Listed records:
>> Begin
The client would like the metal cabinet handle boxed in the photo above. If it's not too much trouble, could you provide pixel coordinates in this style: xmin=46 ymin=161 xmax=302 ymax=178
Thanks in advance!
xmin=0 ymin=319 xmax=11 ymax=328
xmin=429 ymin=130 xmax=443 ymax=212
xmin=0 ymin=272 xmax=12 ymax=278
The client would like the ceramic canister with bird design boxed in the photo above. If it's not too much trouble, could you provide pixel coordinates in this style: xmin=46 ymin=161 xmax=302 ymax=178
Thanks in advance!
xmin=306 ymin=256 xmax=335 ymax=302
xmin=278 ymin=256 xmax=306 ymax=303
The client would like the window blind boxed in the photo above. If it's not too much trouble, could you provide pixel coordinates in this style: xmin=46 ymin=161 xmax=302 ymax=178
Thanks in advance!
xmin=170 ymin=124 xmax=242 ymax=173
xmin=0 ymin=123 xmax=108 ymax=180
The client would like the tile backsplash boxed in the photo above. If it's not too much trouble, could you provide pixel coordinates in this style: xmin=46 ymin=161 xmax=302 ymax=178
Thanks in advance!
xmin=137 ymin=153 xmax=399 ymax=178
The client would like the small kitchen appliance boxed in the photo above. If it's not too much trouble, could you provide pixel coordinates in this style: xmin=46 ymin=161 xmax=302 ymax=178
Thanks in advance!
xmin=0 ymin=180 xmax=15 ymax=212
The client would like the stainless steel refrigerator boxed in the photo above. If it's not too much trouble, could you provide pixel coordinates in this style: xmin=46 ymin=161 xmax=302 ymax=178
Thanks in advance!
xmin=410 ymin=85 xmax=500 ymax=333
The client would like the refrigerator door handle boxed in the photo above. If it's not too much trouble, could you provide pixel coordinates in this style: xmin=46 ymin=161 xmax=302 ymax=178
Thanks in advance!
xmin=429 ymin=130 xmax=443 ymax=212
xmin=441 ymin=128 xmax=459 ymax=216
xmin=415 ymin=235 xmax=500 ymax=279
>> End
Goal:
Can you reproduce every entry above with "client" changed to "customer" throughout and nothing else altered?

The response:
The customer would like the metal cabinet handle boxed in the photo above. If it's not too much trouble, could you provide pixel coordinates in this style: xmin=46 ymin=161 xmax=302 ymax=178
Thanks in advance!
xmin=0 ymin=319 xmax=11 ymax=328
xmin=429 ymin=130 xmax=443 ymax=212
xmin=0 ymin=272 xmax=12 ymax=278
The customer would like the ceramic canister with bird design boxed in the photo above. If it's not too much trouble, could you provide pixel coordinates in this style: xmin=46 ymin=161 xmax=302 ymax=178
Thanks in advance!
xmin=306 ymin=256 xmax=335 ymax=302
xmin=278 ymin=256 xmax=306 ymax=303
The customer would like the window blind boxed in the photo above. If it's not too much trouble, could you provide pixel coordinates in this style: xmin=46 ymin=161 xmax=302 ymax=178
Thanks in advance!
xmin=170 ymin=124 xmax=242 ymax=173
xmin=0 ymin=123 xmax=108 ymax=180
The customer would like the tile backsplash boxed in the photo above. If it's not too much trouble, could you provide pixel coordinates in this style: xmin=46 ymin=161 xmax=302 ymax=178
Thanks in advance!
xmin=137 ymin=153 xmax=399 ymax=178
The customer would like the small kitchen appliance boxed in the photo above. If it's not too much trouble, could you provide pixel coordinates in this style: xmin=46 ymin=161 xmax=302 ymax=178
Thanks in advance!
xmin=0 ymin=180 xmax=15 ymax=212
The customer would like the stainless steel refrigerator boxed in the photo above. If it's not too much trouble, could you provide pixel coordinates in this style: xmin=46 ymin=161 xmax=302 ymax=178
Thanks in advance!
xmin=410 ymin=85 xmax=500 ymax=333
The customer would like the refrigerator door handle boxed in the photo above. If it's not too much trouble, could you provide pixel coordinates in this style: xmin=46 ymin=161 xmax=302 ymax=178
Thanks in advance!
xmin=429 ymin=130 xmax=443 ymax=212
xmin=441 ymin=128 xmax=459 ymax=216
xmin=415 ymin=235 xmax=500 ymax=279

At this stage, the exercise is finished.